Exercise instructions
In the records below, find the line with "[locate] clump of" and the line with "[locate] pebble (a". Print both exactly, along with every line between them, and no other line.

Dataset
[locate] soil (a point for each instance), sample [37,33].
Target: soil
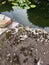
[31,51]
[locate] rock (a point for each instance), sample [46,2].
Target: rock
[4,20]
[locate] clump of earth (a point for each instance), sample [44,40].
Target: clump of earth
[24,46]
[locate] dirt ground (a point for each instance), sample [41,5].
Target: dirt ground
[32,50]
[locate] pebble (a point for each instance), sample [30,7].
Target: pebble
[8,54]
[39,62]
[23,37]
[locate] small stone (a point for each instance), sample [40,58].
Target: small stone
[23,37]
[8,54]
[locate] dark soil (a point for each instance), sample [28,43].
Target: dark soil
[30,51]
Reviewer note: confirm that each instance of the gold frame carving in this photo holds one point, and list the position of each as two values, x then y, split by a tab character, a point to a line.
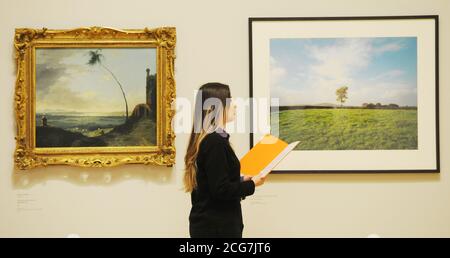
27	156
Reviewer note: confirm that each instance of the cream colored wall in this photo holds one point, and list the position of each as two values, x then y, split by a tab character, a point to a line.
212	46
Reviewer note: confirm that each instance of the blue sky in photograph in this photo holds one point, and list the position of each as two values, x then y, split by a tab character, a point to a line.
66	83
308	71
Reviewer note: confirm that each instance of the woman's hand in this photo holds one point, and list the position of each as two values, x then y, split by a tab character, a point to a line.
258	180
246	178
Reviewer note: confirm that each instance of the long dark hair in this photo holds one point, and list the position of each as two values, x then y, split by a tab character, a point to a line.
210	112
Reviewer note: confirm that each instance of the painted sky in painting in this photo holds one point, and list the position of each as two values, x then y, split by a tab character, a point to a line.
308	71
66	83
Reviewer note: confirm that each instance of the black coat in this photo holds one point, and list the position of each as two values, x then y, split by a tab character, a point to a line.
216	202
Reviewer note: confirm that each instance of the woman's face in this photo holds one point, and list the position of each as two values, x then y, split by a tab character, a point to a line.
231	112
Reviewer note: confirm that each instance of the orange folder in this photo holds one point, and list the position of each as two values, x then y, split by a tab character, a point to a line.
265	155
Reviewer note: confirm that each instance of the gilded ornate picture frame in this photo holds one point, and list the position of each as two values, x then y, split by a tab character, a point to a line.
94	97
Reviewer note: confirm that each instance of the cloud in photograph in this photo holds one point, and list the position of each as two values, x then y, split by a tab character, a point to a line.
308	71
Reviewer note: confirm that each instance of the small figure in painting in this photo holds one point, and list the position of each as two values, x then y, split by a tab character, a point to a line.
44	121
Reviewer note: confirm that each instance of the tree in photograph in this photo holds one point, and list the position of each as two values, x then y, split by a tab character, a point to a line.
341	94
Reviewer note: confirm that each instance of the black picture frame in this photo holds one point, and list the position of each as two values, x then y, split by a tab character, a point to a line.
435	18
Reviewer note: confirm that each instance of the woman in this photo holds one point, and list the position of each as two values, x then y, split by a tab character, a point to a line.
212	173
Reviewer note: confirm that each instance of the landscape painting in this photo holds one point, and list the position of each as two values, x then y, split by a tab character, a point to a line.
345	93
95	97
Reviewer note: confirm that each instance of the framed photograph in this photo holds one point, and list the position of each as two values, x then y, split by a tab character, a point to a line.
359	93
94	97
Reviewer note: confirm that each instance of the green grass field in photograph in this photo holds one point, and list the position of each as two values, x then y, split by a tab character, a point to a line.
348	129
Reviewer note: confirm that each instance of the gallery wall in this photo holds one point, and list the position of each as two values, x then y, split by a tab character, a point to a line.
212	46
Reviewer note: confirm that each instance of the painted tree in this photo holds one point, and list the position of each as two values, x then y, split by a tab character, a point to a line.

Your response
[locate] clump of earth (a point for each instance), sample [44,40].
Target: clump of earth
[24,46]
[locate] dirt ground (a point for each instance), sample [41,5].
Target: dirt ground
[32,50]
[locate] pebble (a point for each instance), sample [30,7].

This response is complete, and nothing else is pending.